_Entries_:
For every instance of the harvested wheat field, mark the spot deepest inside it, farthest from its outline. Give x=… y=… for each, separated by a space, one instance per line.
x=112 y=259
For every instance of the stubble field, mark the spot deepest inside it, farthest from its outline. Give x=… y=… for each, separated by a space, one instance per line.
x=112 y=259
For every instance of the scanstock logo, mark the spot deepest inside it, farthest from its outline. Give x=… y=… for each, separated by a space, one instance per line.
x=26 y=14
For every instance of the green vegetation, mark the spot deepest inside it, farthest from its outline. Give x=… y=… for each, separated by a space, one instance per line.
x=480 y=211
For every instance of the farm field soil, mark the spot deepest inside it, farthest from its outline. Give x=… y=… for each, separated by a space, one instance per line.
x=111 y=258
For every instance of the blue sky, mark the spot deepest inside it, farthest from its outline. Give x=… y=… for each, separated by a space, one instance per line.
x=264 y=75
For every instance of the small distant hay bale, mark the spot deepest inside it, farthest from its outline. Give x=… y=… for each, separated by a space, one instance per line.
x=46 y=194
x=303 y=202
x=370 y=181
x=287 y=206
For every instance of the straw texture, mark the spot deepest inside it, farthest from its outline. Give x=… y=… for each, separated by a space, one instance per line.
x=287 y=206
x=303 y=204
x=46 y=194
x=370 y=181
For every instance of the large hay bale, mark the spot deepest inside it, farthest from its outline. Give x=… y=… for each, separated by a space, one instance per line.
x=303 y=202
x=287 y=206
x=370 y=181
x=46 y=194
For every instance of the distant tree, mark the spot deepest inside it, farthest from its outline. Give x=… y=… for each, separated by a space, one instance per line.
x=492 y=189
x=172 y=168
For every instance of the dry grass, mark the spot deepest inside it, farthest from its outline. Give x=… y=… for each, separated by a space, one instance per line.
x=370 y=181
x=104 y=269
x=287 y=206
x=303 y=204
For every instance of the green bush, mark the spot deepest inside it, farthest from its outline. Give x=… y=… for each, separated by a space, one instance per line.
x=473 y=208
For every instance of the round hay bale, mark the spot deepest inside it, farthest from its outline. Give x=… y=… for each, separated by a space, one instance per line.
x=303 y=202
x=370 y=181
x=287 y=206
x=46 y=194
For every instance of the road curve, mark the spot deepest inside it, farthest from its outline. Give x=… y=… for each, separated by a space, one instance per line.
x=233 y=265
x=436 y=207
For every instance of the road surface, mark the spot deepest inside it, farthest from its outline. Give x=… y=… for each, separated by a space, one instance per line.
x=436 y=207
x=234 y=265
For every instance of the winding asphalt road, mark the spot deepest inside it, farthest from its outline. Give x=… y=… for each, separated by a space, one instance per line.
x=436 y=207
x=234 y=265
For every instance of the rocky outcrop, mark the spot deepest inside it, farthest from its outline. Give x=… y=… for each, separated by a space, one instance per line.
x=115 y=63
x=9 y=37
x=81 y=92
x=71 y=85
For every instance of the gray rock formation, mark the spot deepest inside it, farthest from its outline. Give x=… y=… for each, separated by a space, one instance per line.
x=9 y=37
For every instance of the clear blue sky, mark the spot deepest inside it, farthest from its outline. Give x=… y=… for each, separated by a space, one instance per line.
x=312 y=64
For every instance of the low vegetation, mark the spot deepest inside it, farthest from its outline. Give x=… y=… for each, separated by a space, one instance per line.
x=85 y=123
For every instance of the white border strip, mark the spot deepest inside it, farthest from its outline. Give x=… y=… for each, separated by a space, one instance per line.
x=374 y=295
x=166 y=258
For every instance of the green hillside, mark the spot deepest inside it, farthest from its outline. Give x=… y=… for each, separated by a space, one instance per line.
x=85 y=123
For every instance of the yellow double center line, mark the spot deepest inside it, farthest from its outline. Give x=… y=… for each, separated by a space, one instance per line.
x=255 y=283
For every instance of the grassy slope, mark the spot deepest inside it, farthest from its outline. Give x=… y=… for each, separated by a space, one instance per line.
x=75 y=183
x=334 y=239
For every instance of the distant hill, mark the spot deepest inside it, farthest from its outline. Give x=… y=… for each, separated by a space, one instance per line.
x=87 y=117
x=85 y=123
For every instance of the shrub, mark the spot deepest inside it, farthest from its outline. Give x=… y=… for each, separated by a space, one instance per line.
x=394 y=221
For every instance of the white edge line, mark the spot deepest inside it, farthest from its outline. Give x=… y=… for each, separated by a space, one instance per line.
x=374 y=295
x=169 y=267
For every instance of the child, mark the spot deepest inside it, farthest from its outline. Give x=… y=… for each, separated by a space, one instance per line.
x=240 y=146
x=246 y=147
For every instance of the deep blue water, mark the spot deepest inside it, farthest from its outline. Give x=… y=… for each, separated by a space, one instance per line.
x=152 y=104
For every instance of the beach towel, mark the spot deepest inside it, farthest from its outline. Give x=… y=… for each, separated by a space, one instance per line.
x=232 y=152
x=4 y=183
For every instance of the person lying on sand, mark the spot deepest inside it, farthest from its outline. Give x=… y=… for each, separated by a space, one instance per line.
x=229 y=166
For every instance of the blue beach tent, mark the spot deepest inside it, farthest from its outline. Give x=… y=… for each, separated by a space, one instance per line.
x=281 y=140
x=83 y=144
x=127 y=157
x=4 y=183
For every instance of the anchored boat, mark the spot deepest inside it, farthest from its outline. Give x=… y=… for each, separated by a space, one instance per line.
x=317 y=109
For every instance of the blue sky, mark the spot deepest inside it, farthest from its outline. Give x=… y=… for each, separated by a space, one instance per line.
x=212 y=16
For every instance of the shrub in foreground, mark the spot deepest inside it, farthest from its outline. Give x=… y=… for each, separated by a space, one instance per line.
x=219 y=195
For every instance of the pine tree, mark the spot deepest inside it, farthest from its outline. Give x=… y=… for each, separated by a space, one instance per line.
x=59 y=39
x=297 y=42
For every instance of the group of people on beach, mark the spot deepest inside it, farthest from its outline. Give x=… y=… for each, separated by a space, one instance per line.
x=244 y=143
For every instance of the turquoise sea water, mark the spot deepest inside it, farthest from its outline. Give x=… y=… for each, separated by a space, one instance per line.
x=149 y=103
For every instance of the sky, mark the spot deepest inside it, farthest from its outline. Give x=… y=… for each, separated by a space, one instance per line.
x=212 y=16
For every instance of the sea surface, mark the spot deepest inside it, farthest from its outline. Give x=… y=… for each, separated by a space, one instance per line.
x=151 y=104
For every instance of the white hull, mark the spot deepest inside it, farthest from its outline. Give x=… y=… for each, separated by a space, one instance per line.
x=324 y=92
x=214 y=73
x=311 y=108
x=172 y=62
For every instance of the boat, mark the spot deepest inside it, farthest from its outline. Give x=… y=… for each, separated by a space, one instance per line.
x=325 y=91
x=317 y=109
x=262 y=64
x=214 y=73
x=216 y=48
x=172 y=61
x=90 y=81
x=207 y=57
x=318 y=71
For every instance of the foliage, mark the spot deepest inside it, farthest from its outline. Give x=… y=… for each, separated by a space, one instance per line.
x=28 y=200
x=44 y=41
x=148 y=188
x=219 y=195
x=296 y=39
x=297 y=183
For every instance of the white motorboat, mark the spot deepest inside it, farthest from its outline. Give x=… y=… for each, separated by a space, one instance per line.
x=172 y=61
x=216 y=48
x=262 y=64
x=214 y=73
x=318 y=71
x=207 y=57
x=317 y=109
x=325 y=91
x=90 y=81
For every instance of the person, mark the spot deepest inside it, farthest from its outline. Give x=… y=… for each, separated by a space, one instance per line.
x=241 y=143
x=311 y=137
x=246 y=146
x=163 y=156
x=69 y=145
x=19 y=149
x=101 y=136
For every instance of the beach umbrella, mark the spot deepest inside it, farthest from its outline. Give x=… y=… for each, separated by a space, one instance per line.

* * *

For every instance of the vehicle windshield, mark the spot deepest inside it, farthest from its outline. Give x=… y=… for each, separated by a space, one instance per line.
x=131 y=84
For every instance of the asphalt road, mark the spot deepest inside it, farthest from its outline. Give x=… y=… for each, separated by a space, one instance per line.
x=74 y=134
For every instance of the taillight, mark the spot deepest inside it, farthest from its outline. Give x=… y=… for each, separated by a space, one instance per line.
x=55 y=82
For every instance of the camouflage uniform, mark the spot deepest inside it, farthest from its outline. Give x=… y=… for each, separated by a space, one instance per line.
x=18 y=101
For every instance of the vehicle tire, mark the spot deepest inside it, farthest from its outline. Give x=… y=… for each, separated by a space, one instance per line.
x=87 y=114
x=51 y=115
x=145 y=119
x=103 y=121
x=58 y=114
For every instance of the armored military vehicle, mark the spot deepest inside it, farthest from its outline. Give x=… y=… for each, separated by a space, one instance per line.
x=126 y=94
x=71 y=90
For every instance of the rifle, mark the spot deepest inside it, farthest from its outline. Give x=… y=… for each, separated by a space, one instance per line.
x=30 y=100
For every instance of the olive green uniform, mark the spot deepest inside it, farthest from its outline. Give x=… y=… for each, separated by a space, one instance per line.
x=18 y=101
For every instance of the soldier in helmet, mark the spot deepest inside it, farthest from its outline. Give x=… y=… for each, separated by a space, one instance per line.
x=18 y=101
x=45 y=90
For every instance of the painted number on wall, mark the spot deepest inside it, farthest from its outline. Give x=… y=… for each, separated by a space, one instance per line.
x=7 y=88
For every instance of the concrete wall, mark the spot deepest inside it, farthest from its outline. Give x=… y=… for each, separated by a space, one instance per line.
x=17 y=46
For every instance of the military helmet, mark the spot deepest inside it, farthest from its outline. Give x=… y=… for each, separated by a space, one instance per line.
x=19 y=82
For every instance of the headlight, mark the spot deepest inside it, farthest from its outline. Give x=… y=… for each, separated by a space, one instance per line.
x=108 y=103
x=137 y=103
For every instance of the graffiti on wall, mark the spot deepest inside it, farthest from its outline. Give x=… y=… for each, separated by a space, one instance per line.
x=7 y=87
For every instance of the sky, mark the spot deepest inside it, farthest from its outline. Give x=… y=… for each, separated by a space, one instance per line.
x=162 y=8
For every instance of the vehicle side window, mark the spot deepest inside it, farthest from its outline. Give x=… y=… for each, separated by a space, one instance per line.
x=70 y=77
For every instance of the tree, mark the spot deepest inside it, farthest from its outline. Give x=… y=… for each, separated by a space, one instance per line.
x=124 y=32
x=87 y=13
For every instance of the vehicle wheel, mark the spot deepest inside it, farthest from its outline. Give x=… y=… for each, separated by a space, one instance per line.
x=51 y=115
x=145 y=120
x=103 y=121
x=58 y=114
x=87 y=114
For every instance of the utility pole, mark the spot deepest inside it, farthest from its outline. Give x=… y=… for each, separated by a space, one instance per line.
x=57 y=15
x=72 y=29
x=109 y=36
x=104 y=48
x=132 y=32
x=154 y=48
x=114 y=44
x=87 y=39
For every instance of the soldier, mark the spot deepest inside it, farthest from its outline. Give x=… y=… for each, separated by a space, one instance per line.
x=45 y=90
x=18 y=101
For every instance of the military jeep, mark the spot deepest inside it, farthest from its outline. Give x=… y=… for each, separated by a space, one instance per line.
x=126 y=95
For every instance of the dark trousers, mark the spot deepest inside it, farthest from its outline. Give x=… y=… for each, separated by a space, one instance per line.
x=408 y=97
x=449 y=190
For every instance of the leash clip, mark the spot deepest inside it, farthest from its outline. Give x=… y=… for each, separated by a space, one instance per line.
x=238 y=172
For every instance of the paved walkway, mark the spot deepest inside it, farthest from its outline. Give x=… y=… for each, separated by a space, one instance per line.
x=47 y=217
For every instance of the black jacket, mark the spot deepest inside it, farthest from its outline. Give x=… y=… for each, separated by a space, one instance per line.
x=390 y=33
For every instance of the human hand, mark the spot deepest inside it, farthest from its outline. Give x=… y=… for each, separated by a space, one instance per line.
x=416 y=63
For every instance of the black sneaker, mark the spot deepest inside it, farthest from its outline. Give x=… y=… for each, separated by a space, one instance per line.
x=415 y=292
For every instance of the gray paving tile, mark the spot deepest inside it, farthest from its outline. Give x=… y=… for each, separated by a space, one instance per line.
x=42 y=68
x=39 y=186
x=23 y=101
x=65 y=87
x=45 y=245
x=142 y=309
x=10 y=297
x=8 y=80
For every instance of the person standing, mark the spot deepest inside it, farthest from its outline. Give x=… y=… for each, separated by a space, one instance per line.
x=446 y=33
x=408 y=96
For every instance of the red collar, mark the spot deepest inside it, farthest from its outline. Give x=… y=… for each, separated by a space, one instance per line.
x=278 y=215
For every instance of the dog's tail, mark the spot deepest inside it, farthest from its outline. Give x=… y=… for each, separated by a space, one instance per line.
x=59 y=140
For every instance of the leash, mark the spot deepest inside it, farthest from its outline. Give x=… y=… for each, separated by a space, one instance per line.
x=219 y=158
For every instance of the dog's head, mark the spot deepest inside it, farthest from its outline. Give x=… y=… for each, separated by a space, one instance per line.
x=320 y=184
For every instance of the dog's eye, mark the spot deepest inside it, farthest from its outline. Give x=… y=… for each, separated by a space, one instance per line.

_Brief_: Reproduce the entries from the line with "For every instance of the human" to the line with "x=415 y=292", substituting "running shoe" for "sneaker" and keeping everything else the same.

_Result_:
For every instance of the human hand, mark the spot deepest inside it, farthest from its outline. Give x=… y=… for each, separated by a space, one instance per line.
x=416 y=63
For every instance of the black running shoe, mark the spot deepest inside it, farthest from its outline. Give x=… y=… for each, separated by a space, one instance per line.
x=415 y=292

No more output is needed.